Region pointing data:
□ □ □ □

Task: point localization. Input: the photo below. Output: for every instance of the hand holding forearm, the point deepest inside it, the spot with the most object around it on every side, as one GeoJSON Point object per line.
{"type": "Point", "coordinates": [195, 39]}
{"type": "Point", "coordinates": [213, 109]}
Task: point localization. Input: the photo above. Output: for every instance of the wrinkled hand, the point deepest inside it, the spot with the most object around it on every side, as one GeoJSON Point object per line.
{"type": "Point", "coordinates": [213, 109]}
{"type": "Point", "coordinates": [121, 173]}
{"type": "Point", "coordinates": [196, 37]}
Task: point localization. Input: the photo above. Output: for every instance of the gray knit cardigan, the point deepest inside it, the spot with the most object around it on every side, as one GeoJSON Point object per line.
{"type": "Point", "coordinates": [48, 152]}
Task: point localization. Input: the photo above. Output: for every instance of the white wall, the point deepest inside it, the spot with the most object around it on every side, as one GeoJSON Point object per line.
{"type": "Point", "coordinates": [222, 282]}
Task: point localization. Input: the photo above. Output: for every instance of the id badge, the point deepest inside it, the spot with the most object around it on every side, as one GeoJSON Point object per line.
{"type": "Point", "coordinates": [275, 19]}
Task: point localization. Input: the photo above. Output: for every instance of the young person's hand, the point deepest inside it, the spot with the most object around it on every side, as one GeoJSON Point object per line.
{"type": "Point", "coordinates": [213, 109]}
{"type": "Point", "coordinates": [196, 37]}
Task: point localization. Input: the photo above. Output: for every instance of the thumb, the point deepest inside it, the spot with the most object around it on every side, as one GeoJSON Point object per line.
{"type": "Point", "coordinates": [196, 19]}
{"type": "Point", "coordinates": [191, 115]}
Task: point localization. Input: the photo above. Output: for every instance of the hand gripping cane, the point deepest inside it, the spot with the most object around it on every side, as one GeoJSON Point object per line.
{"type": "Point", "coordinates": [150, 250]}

□ □ □ □

The records above must be repeated exactly, every one of them.

Task: point localization. Input: the photo below. Output: for every instance of the hand holding forearm, the point deepest inside it, the spot with the most object around it on every side, as one GeoJSON Point object per line.
{"type": "Point", "coordinates": [195, 39]}
{"type": "Point", "coordinates": [213, 109]}
Task: point localization. Input: the photo above. Output: for every instance of the wrinkled hand, the point deepest inside it, the spot with the most object around it on every side, as one GeoJSON Point object per line.
{"type": "Point", "coordinates": [213, 109]}
{"type": "Point", "coordinates": [121, 173]}
{"type": "Point", "coordinates": [196, 37]}
Task: point localization. Input: the photo above. Output: for every instance of the gray knit cardigan, the point deepest inside it, the spot with the most object around it on every side, as one GeoJSON Point object per line.
{"type": "Point", "coordinates": [48, 152]}
Task: point localization. Input: the photo above. Output: for every instance of the white wall, the point deepest inside it, the spot with the most object around it on every side, as one GeoJSON Point object per line.
{"type": "Point", "coordinates": [222, 282]}
Task: point localization. Input: the photo above. Output: for every instance of the id badge, the point deepest inside it, the spot with the most object around it on every side, as one GeoJSON Point object per line.
{"type": "Point", "coordinates": [275, 19]}
Task: point localization. Input: the photo above. Output: for every instance of the young person's hand, the point deepest inside it, the spot with the most object around it on every side, as one GeoJSON Point object per line.
{"type": "Point", "coordinates": [213, 109]}
{"type": "Point", "coordinates": [196, 37]}
Task: point localization. Input: the photo above. Output: for every instance of the thumb, the point deepest inside it, the spot with the most object around it on every side, as one GeoJSON Point object per line.
{"type": "Point", "coordinates": [196, 19]}
{"type": "Point", "coordinates": [191, 115]}
Task: point localization. Input: the photo above. Output: for every instance of the hand gripping cane, the point deepest inside it, the spot with the most object around it on every side, as one GeoJSON Point object per line.
{"type": "Point", "coordinates": [150, 250]}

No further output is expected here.